> Provided records
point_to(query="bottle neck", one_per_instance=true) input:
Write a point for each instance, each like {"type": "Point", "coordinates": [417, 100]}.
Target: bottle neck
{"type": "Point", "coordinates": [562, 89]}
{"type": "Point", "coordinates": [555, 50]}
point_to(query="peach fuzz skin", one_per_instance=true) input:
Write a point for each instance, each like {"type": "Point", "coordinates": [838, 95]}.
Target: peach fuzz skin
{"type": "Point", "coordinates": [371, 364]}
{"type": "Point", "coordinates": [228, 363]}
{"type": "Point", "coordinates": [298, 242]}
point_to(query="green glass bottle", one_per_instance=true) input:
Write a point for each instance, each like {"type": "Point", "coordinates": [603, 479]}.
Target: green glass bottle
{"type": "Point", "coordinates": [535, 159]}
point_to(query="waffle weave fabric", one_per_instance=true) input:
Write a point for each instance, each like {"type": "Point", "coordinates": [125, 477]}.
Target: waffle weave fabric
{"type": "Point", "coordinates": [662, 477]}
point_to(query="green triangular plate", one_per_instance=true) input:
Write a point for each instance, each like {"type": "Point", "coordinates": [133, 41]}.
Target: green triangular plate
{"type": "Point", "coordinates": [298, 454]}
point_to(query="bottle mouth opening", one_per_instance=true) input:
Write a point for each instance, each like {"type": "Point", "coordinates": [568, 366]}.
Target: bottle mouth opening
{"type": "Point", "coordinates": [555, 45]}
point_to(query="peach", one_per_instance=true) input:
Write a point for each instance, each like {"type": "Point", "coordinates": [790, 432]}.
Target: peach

> The request
Update all of the entries above by replacing every "Target" with "Label". Leave all other text unchanged.

> Response
point_to(query="bottle neck", one_per_instance=true) input:
Write a point for each instance, each like {"type": "Point", "coordinates": [417, 100]}.
Label: bottle neck
{"type": "Point", "coordinates": [562, 89]}
{"type": "Point", "coordinates": [555, 50]}
point_to(query="peach fuzz skin", one_per_instance=true) input:
Write a point for each instance, each like {"type": "Point", "coordinates": [838, 95]}.
Label: peach fuzz skin
{"type": "Point", "coordinates": [371, 364]}
{"type": "Point", "coordinates": [228, 363]}
{"type": "Point", "coordinates": [298, 242]}
point_to(query="green glass bottle", one_per_instance=true) input:
Write a point for each instance, each like {"type": "Point", "coordinates": [603, 479]}.
Label: green glass bottle
{"type": "Point", "coordinates": [535, 159]}
point_to(query="waffle weave fabric", one_per_instance=true) input:
Write a point for each instance, each like {"type": "Point", "coordinates": [125, 477]}.
Label: waffle weave fabric
{"type": "Point", "coordinates": [662, 477]}
point_to(query="green triangular plate", one_per_instance=true) input:
Write a point for each instance, each like {"type": "Point", "coordinates": [133, 41]}.
Label: green triangular plate
{"type": "Point", "coordinates": [298, 454]}
point_to(query="bottle mouth opening", one_per_instance=true) input:
Write a point for each instance, each like {"type": "Point", "coordinates": [568, 366]}.
Label: bottle mouth opening
{"type": "Point", "coordinates": [555, 45]}
point_to(query="peach", one_per_instance=true) input:
Write a point for each instance, each like {"type": "Point", "coordinates": [790, 432]}.
Label: peach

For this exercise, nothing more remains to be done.